> **SET TASK**
Copy the entries word for word, from the first line through the line that contains "[(948, 242)]", including that line.

[Entries from a pointing dataset]
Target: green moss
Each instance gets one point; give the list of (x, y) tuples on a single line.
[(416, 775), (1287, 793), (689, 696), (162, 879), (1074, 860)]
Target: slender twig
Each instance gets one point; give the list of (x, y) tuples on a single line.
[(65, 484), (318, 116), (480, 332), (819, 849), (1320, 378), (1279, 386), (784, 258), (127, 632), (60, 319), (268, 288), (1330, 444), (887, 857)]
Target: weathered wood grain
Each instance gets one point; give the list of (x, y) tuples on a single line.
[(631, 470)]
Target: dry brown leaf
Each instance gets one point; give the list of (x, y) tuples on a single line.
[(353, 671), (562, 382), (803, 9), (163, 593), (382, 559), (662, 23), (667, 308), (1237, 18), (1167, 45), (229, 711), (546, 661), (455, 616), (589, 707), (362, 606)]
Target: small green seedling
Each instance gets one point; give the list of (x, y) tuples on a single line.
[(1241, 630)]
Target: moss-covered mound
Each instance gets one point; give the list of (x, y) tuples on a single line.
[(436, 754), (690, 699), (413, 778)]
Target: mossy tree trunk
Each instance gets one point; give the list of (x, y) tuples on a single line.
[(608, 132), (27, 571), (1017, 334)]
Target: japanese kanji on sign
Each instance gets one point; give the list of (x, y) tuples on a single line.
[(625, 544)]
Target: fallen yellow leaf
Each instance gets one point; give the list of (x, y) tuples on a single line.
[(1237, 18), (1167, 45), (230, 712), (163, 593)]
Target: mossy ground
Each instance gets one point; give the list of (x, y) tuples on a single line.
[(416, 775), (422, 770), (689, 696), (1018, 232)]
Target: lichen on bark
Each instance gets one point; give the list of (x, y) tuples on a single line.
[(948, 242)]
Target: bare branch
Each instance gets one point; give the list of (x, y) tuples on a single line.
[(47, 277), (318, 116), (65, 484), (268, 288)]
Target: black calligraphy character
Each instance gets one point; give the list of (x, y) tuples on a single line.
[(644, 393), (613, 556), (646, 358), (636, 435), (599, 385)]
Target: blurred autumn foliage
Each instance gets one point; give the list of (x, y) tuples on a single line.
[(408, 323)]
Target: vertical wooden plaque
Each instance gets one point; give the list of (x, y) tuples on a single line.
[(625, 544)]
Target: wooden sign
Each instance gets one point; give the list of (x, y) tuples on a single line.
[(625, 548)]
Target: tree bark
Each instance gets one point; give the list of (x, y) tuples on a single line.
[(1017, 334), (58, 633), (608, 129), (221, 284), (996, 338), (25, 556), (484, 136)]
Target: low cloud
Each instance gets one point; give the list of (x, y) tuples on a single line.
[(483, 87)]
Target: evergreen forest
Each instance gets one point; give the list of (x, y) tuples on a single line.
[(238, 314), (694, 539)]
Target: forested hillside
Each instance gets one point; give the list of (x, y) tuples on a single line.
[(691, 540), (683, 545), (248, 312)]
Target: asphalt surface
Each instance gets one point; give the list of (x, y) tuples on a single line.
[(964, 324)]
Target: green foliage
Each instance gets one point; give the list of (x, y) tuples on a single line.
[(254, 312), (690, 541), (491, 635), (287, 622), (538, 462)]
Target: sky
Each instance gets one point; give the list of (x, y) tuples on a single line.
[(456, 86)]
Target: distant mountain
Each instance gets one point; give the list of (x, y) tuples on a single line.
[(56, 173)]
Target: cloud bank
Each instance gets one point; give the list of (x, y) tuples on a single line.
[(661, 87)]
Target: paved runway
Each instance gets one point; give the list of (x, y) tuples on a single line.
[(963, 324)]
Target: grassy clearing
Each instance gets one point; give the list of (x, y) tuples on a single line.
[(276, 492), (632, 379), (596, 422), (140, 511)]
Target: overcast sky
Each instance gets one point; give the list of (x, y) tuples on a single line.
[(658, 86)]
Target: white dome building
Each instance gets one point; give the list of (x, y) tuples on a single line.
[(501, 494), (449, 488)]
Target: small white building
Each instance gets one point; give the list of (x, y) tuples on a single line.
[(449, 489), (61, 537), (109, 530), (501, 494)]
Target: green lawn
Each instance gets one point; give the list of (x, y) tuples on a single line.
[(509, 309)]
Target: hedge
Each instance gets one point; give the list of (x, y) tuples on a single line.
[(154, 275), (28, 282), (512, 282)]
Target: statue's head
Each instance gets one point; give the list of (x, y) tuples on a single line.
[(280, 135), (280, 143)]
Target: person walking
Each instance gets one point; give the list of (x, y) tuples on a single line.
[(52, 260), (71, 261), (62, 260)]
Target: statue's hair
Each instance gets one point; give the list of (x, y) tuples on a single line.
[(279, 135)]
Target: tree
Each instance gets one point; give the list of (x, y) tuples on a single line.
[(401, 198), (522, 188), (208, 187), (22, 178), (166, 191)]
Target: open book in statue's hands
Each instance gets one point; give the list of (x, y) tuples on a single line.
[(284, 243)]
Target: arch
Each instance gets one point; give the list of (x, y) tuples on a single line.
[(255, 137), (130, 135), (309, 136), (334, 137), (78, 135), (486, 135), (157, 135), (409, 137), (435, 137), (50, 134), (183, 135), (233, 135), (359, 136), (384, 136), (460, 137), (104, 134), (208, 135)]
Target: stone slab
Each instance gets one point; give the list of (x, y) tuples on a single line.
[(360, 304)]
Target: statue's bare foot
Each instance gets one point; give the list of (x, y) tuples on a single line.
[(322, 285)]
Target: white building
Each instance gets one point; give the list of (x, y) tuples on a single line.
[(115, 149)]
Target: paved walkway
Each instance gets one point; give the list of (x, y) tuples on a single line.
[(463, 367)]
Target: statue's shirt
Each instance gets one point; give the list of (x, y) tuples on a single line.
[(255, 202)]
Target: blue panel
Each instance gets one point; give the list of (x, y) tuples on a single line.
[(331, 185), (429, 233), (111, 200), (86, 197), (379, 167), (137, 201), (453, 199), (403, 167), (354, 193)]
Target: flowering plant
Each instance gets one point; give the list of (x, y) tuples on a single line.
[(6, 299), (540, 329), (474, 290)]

> **TASK RESULT**
Target: green moss
Each instance gets one point; give the list of (x, y) tuples on a single line.
[(416, 775), (1287, 793), (689, 696), (162, 879), (1074, 860)]
Target: slender twig
Each instance gets one point; give the list of (x, y) tuples on a single line.
[(65, 484), (318, 116), (480, 332), (819, 849), (1320, 378), (1279, 386), (784, 258), (127, 632), (60, 319), (268, 288), (1330, 444), (887, 857)]
Target: weathered wood grain
Each instance gets one point; give the list of (x, y) tuples on a single line.
[(631, 470)]
Target: dry brown leaf
Each instance gets one point; give the list of (x, y) tuples on a single line.
[(353, 671), (562, 382), (803, 9), (163, 593), (382, 559), (662, 23), (667, 308), (1237, 18), (1167, 45), (229, 711), (546, 661), (455, 616), (589, 707), (362, 606)]
Target: small green seedling
Each instance gets one point; give the list of (x, y) tuples on a single line.
[(1241, 630)]
Target: moss-covered mound
Each instance gets one point; give the list of (x, y) tuples on a single line.
[(436, 754), (690, 699), (413, 778)]
Target: mossy tree trunk
Each instance gets one point; give the list of (x, y) tuples on a single line.
[(608, 132), (27, 571), (1017, 334)]
Target: japanese kanji on sign
Each instance gets one point; give the list of (x, y) tuples on a single line.
[(625, 544)]
Target: fallen yellow leaf
Each instance gets one point; give the list of (x, y) tuples on a single line.
[(1237, 18), (1167, 45), (230, 712), (163, 593)]
Target: mossy ground
Each instance gets one point; give the list of (x, y) tuples on a single line.
[(416, 775), (422, 770), (689, 696), (1018, 232)]
Target: lichen on bark
Each instance gets one point; give the list of (x, y) tuples on a single line.
[(948, 242)]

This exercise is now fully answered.